## START TEXT PROVIDED

Metric	Vision agent	API agent
Steps / calls	53 ± 13	8 ± 0
Wall-clock time	1003s ± 254s	19.7s ± 2.8s
Input tokens	550,976 ± 178,849	12,151 ± 27
Output tokens	37,962 ± 10,850	934 ± 41

The API path completed in 8 calls every time.

The vision path initially missed work because not all pending reviews were visible on screen. It needed a 14-step UI walkthrough to complete successfully.

That walkthrough is itself engineering cost.

2. Why vision is expensive¶

A vision agent pays for perception every step.

Each loop looks like:

screenshot
  -> interpret pixels
  -> infer UI state
  -> decide action
  -> click/type
  -> wait
  -> screenshot again

Costs compound because:

screenshots are large inputs
UI state must be rediscovered repeatedly
scrolling/pagination may be invisible
every action is sequential
each screen transition adds another model call
the model must infer meaning from layout and pixels

Structured APIs avoid most of that.

API loop:

call tool
  -> receive JSON
  -> choose next tool
  -> verify result

The agent reads the data directly instead of re-deriving it from pixels.

3. Interface bandwidth hierarchy¶

Use the highest-bandwidth interface available.

Structured API / typed tool call       best
CLI / direct execution                 good
DOM / accessibility tree               acceptable
Vision / screenshots                   fallback

Why this hierarchy exists:

Interface	Signal quality	Determinism	Cost	Security shape
Structured API	high	high	low	scoped contracts
CLI/direct exec	high if command is stable	medium/high	low/medium	command policy required
DOM/accessibility	medium	medium	medium	app/UI state dependent
Vision	low/medium	low	high	broad visible authority

The rule:

If a task can be expressed as a function, do not do it through screenshots.

## END TEXT PROVIDED
## START AVAILABLE DATA

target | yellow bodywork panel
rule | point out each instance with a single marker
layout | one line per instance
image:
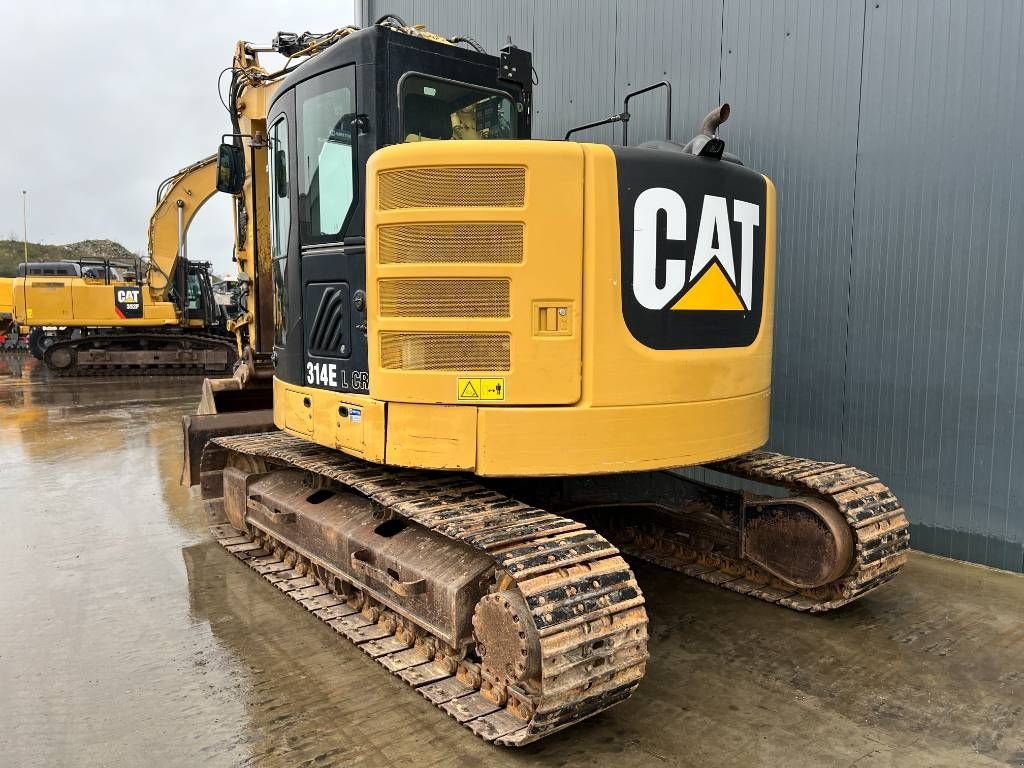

## END AVAILABLE DATA

OBJECTIVE. Decide whether each statement agrees with the text comparing vision and API agents. Answer yes or no, and quote the words from the text that settle it. 1. The API agent finished in 8 calls on every run. 2. The vision path needed a 20-step UI walkthrough to succeed. 3. Screenshots are described as small inputs. The lines that come after the text are separate material and have no connection to it.

ANSWER IN FULL.
1. Yes: "The API path completed in 8 calls every time."
2. No: "It needed a 14-step UI walkthrough to complete successfully."
3. No: "screenshots are large inputs"